PCBs, a world-wide and local conundrum, the focus of Spokane River Toxics Workshop

By Jani Gilbert

Polychlorinated biphenyls (PCBs) aren’t going away, at least not for a long time; they are everywhere no matter what the land use, and they are difficult and expensive to deal with. Although manufacturing of PCBs in the United States was banned in 1979, this legacy pollutant still haunts the environment and is directly linked to health concerns. What’s being done nationally and what to do about their presence in the Spokane River was the focus of this workshop.

The Spokane River Toxics Workshop was held at the Gonzaga Law School, June, 5-6, with speakers from around the country.

In Spokane, studies have shown that the community—dischargers and everyone else—has to reduce PCBs by more than 95 percent in order to meet tribal standards downstream from Spokane.

“I’m an academician, so I can’t speak to regulation,” said Dr. Lisa Rodenburg, an associate professor from Rutgers University, “but I will say that you’re never going to get to the standards.  But that’s no excuse to stop trying. We can make things better.”

Don Martin of the Environmental Protection Agency in Coeur d’Alene agreed. “We are working hard with everyone, conservation groups, dischargers, the state. Yes, it’s going to be a difficult effort, but we have to stay with it,” he said.

We’ve already made some progress, as researchers with the Washington Department of Ecology have seen a declining trend. Dale Norton from the Department of Ecology’s Environmental Assessment Program took the audience of local officials, scientists and government researchers through a 25-year history of PCB research on the Spokane River. “The Spokane River is the most thoroughly assessed river in the state of Washington,” he said.

One of the confounding aspects about doing PCB research in the Spokane River is the low level of solids and lack of sediment deposits in the upper river, he said.  PCBs cling to sediments, making it easier to find and therefore reduce them.

Despite that challenge, Norton said we know that PCBs were consistently high in fish from the Spokane River during the 1980s. “They have declined since the 1990s, but studies in 2003 through 2007 show the concentrations are still above the state standards,” Norton said.  “I would suspect that concentrations have continued to decline due to ongoing source reduction efforts.”

Feel better?  Not so fast.  Dr. Bruce Hope of CH2MHill, who works mostly in Oregon’s Willamette basin, gave the perspective that 1.5 million metric tons of PCBs were produced before commercial production was banned in the U.S. in 1977. Of that, 50 percent was emitted into the air.  And he stressed that PCBs are still being produced, used and emitted in developing countries. Most PCBs found in Washington, though, drift east from Asia, according to Dr. Hope.  Others feel that we don’t have conclusive evidence of that.

From that global perspective, Dr. Hope moved to regional and local sources saying that forests store and sequester airborne PCBs in the canopy and on the forest floor.  Forest fires release the PCBs into the atmosphere for further travel and a change in where they deposit themselves.  Other local sources are burn barrels, electrical fires, leaking transformers and stormwater.

Then there’s snow. Snow is very effective at removing particles from the atmosphere that have PCBs attached.  Dr. Hope described that in the summer heat, the snow melts and releases PCBs to surface waters and the contamination also volatilizes into the atmosphere to continue their travels.
· · · · · · ·
Problems and tasks >>
(a) Output the part of the PCB workshop article that opens with the words containing "By Jani Gilbert" and closes with "downstream from Spokane.".
(b) Where was the Spokane River Toxics Workshop held, according to the PCB workshop article?
(c) Do these statements agree with the PCB workshop article? Answer yes or no for each and quote the deciding words. (i) Dale Norton called the Spokane River the most thoroughly assessed river in Washington. (ii) The upper Spokane River has large sediment deposits. (iii) Don Martin works for the Washington Department of Ecology.

Information provided >>
· · · · · · ·
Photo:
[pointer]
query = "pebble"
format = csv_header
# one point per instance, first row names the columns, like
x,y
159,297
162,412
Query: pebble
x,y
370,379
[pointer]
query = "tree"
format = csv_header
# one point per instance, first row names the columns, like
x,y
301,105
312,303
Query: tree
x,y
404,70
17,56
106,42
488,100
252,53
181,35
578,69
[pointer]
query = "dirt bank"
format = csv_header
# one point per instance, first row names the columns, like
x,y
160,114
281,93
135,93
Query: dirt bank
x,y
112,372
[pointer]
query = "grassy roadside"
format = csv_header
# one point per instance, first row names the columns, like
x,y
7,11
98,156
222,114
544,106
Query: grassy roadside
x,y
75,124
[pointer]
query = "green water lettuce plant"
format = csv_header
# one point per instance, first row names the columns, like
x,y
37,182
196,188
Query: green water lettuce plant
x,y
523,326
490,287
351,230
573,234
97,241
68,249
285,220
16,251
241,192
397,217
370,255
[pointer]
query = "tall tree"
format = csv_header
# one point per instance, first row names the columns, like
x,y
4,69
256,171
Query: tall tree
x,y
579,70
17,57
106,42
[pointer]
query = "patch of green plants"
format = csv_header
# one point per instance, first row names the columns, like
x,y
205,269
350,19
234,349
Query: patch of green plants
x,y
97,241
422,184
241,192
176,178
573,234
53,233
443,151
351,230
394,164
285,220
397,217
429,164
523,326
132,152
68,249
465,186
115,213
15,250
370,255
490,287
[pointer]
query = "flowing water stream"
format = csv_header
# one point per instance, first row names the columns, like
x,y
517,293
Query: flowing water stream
· · · · · · ·
Your written answers >>
(a)
By Jani Gilbert

Polychlorinated biphenyls (PCBs) aren’t going away, at least not for a long time; they are everywhere no matter what the land use, and they are difficult and expensive to deal with. Although manufacturing of PCBs in the United States was banned in 1979, this legacy pollutant still haunts the environment and is directly linked to health concerns. What’s being done nationally and what to do about their presence in the Spokane River was the focus of this workshop.

The Spokane River Toxics Workshop was held at the Gonzaga Law School, June, 5-6, with speakers from around the country.

In Spokane, studies have shown that the community—dischargers and everyone else—has to reduce PCBs by more than 95 percent in order to meet tribal standards downstream from Spokane.

(b) At the Gonzaga Law School.

(c)
(i) Yes: "The Spokane River is the most thoroughly assessed river in the state of Washington"
(ii) No: "the low level of solids and lack of sediment deposits in the upper river"
(iii) No: "Don Martin of the Environmental Protection Agency in Coeur d’Alene"